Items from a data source
###

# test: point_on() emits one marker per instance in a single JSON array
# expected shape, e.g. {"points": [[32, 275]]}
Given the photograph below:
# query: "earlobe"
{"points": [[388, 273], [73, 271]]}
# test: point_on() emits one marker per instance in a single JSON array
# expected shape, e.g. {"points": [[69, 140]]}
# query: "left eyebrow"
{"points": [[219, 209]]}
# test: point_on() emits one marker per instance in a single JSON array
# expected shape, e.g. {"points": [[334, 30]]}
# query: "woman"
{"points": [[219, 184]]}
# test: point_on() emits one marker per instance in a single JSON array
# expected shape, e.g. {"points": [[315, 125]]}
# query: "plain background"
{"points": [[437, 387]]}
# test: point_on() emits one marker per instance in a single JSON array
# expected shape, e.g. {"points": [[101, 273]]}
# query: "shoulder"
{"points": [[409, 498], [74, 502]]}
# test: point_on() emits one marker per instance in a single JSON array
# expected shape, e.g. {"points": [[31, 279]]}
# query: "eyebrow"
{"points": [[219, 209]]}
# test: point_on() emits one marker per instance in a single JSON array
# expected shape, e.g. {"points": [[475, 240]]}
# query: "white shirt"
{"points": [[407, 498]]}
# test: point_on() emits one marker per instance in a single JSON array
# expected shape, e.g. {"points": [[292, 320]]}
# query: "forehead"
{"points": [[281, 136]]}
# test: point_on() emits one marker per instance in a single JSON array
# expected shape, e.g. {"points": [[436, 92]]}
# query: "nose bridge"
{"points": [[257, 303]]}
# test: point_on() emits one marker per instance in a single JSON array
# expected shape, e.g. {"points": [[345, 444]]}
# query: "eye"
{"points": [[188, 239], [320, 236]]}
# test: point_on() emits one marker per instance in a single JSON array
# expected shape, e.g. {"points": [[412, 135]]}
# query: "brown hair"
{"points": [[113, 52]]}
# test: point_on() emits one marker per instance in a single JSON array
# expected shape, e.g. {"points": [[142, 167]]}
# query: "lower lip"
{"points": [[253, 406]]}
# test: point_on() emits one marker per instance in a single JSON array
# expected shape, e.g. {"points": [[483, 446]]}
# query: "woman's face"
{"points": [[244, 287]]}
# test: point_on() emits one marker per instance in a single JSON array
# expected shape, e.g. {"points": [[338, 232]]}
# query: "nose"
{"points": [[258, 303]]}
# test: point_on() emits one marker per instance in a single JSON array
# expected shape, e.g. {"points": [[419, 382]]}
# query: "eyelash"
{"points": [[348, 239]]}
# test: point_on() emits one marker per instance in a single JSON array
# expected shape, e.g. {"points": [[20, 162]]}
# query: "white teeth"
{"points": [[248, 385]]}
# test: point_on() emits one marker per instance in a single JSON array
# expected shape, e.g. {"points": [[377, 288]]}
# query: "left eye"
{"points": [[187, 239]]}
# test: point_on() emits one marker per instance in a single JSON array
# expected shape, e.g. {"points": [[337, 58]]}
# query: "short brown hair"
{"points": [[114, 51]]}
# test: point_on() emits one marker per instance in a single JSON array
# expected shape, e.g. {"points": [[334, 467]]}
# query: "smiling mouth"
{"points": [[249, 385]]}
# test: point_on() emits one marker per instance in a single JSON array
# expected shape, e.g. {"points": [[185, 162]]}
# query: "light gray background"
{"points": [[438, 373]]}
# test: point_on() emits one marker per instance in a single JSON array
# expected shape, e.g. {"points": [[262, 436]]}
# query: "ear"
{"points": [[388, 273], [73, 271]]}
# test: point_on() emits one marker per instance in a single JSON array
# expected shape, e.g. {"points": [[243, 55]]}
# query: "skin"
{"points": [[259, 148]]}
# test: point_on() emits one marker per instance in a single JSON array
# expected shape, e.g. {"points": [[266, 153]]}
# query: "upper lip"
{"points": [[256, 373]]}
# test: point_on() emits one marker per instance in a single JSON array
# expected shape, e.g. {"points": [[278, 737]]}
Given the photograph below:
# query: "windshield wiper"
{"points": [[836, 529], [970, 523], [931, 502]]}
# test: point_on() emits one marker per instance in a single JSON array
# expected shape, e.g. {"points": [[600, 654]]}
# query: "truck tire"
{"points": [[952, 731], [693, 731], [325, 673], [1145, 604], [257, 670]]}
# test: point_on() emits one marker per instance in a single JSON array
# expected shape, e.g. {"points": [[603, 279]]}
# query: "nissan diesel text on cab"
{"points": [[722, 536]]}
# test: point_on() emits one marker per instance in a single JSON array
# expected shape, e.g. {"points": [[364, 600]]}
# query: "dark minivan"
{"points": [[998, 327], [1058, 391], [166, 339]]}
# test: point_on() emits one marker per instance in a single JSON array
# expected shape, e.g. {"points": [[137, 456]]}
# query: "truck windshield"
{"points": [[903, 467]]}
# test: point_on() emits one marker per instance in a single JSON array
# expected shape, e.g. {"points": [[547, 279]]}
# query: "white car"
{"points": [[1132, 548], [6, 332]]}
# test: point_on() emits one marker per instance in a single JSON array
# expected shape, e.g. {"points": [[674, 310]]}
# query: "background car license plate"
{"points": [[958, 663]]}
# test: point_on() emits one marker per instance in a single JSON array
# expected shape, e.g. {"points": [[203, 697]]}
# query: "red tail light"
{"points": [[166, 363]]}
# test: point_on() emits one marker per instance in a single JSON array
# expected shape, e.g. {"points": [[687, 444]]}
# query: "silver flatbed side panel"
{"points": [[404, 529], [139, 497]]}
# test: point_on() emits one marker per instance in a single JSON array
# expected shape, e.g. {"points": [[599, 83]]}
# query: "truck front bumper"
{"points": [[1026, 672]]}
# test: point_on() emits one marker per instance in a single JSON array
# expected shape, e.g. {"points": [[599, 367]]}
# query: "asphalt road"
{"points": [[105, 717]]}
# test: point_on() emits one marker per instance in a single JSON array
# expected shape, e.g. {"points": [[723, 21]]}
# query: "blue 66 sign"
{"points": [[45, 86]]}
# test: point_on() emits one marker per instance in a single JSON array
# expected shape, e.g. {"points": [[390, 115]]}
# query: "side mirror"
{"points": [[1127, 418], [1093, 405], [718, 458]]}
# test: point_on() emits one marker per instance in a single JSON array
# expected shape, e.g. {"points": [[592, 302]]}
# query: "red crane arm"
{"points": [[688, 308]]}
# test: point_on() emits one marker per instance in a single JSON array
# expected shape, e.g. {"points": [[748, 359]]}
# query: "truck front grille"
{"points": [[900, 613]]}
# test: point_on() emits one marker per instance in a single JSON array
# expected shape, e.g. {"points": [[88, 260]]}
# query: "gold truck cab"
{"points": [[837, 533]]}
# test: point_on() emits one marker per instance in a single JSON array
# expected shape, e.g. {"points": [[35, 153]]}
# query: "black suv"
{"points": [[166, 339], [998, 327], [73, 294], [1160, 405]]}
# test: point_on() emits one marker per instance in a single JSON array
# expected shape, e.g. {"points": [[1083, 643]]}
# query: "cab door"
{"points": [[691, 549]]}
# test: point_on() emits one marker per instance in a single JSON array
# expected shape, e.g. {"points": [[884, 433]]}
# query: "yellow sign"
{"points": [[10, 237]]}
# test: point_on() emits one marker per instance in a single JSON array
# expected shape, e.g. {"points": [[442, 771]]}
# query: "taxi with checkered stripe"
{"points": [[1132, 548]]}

###

WORK TO COMPLETE
Write out all of the records once more, exactly.

RESPONSE TO THE TASK
# test: point_on() emits one marker per instance in a single JSON array
# expected shape, e.g. {"points": [[32, 275]]}
Given the photograph below:
# query: "earlobe"
{"points": [[388, 273], [73, 271]]}
# test: point_on() emits one marker per instance in a single JSON array
# expected shape, e.g. {"points": [[69, 140]]}
# query: "left eyebrow"
{"points": [[219, 209]]}
# test: point_on() emits one marker per instance in a single JSON array
# expected shape, e.g. {"points": [[334, 30]]}
# query: "woman"
{"points": [[219, 184]]}
# test: point_on() emits one marker per instance in a single JSON array
# expected shape, e.g. {"points": [[315, 125]]}
# query: "plain background"
{"points": [[437, 387]]}
# test: point_on() emits one marker per instance in a single JSON array
# expected shape, e.g. {"points": [[101, 273]]}
# query: "shoulder"
{"points": [[409, 498], [74, 502]]}
# test: point_on() emits one marker per instance in a single JSON array
# expected shape, e.g. {"points": [[31, 279]]}
# query: "eyebrow"
{"points": [[219, 209]]}
# test: point_on() emits one marker per instance in a single JSON array
# expected shape, e.g. {"points": [[475, 240]]}
# query: "white shirt"
{"points": [[407, 498]]}
# test: point_on() emits one marker per instance in a single JSON array
# expected shape, e.g. {"points": [[292, 320]]}
# query: "forehead"
{"points": [[281, 136]]}
# test: point_on() emits one marker per instance in a single JSON array
# expected shape, e.g. {"points": [[436, 92]]}
# query: "nose bridge"
{"points": [[257, 303]]}
# test: point_on() emits one marker per instance in a single JSON array
# expected shape, e.g. {"points": [[345, 444]]}
# query: "eye"
{"points": [[188, 239], [320, 236]]}
# test: point_on() emits one marker per instance in a single JSON array
# expected shape, e.g. {"points": [[412, 135]]}
# query: "brown hair"
{"points": [[113, 52]]}
# test: point_on() emits one marker per instance in a single JSON array
# expected shape, e.g. {"points": [[142, 167]]}
# query: "lower lip"
{"points": [[253, 406]]}
# test: point_on() emits one marker per instance in a single JSON array
# expected shape, e.g. {"points": [[483, 446]]}
# query: "woman's face"
{"points": [[244, 287]]}
# test: point_on() emits one marker per instance in a single JSON array
# expected shape, e.g. {"points": [[338, 232]]}
# query: "nose"
{"points": [[258, 303]]}
# test: point_on() emits one marker per instance in a single JSON array
# expected shape, e.g. {"points": [[419, 382]]}
# query: "eyelash"
{"points": [[348, 239]]}
# test: point_on() emits one marker per instance in a single JSON array
# expected shape, e.g. {"points": [[20, 162]]}
# query: "white teeth"
{"points": [[248, 385]]}
# test: point_on() emits one marker per instance in a single JSON array
# expected shape, e.g. {"points": [[377, 288]]}
# query: "left eye"
{"points": [[187, 239]]}
# test: point_on() emits one marker per instance in a single JSON array
# expected shape, e.g. {"points": [[337, 58]]}
# query: "short brown hair"
{"points": [[114, 51]]}
# test: point_on() emits one marker per instance in a single JSON array
# expected shape, e.g. {"points": [[334, 467]]}
# query: "smiling mouth"
{"points": [[249, 385]]}
# test: point_on() emits one marker per instance in a single JSON array
# expected shape, e.g. {"points": [[185, 162]]}
# query: "light gray background"
{"points": [[438, 373]]}
# test: point_on() emits one marker per instance in a single JSON array
# expected shape, e.g. {"points": [[262, 436]]}
# query: "ear"
{"points": [[388, 273], [73, 271]]}
# test: point_on() emits one marker per instance in a single JSON array
# expected shape, e.g. {"points": [[243, 55]]}
# query: "skin"
{"points": [[259, 148]]}
# test: point_on() emits one marker per instance in a single JSON array
# expected shape, e.g. {"points": [[266, 153]]}
# query: "upper lip"
{"points": [[256, 373]]}
# test: point_on() emits one marker per instance in a single JSON array
# expected shape, e.g. {"points": [[278, 737]]}
Given the photograph below:
# query: "windshield wiper"
{"points": [[836, 529], [970, 523], [931, 502]]}
# test: point_on() emits one marker per instance in a single JSON array
# expected shape, e.g. {"points": [[600, 654]]}
# query: "truck tire"
{"points": [[952, 731], [693, 731], [325, 673], [1145, 604], [257, 670]]}
# test: point_on() emits one marker per instance in a single JSON array
# expected shape, e.g. {"points": [[603, 279]]}
# query: "nissan diesel text on cab"
{"points": [[722, 536]]}
# test: point_on() emits one marker per instance in a single JSON array
# expected shape, e.g. {"points": [[364, 600]]}
# query: "dark minivan"
{"points": [[998, 327], [1058, 391], [166, 339]]}
# test: point_on() emits one marker per instance in a single JSON array
# expected shape, e.g. {"points": [[137, 456]]}
# query: "truck windshield"
{"points": [[903, 467]]}
# test: point_on() emits one marker per instance in a single JSON array
# expected shape, e.g. {"points": [[547, 279]]}
# query: "white car"
{"points": [[1132, 548], [6, 332]]}
# test: point_on() emits one marker per instance in a single JSON array
# expected shape, e.g. {"points": [[674, 310]]}
# query: "background car license plate"
{"points": [[958, 663]]}
# test: point_on() emits one marker per instance in a single JSON array
# expected shape, e.g. {"points": [[203, 697]]}
# query: "red tail light"
{"points": [[166, 363]]}
# test: point_on() emits one marker per instance in a single JSON array
# expected shape, e.g. {"points": [[687, 444]]}
# query: "silver flatbed side panel"
{"points": [[404, 529], [139, 497]]}
# test: point_on() emits one marker per instance in a single JSON array
# expected shape, e.g. {"points": [[599, 83]]}
# query: "truck front bumper"
{"points": [[1026, 672]]}
# test: point_on() emits one marker per instance in a single JSON array
# expected shape, e.g. {"points": [[599, 367]]}
# query: "asphalt road"
{"points": [[105, 717]]}
# test: point_on() emits one marker per instance in a single JSON array
# expected shape, e.g. {"points": [[723, 21]]}
# query: "blue 66 sign"
{"points": [[45, 86]]}
# test: point_on() emits one marker per instance in a single JSON array
# expected shape, e.g. {"points": [[390, 115]]}
# query: "side mirror"
{"points": [[1127, 418], [1093, 405], [718, 458]]}
# test: point_on() emits one marker per instance in a single JSON array
# expected shape, e.g. {"points": [[592, 302]]}
# query: "red crane arm"
{"points": [[688, 308]]}
# test: point_on() emits one marker per instance in a single JSON array
# expected shape, e.g. {"points": [[748, 359]]}
# query: "truck front grille"
{"points": [[900, 613]]}
# test: point_on() emits one marker per instance in a single JSON array
# expected shape, e.g. {"points": [[88, 260]]}
# query: "gold truck cab"
{"points": [[837, 533]]}
# test: point_on() emits one marker per instance in a single JSON array
# expected shape, e.g. {"points": [[35, 153]]}
# query: "black suv"
{"points": [[166, 339], [998, 327], [73, 294], [1160, 405]]}
# test: point_on() emits one marker per instance in a single JSON array
# expected shape, e.g. {"points": [[1083, 643]]}
# query: "cab door"
{"points": [[691, 549]]}
# test: point_on() emits one marker per instance in a single JSON array
# expected shape, e.g. {"points": [[884, 433]]}
# query: "yellow sign"
{"points": [[10, 237]]}
# test: point_on() emits one marker per instance in a single JSON array
# expected shape, e.g. {"points": [[442, 771]]}
# query: "taxi with checkered stripe"
{"points": [[1132, 548]]}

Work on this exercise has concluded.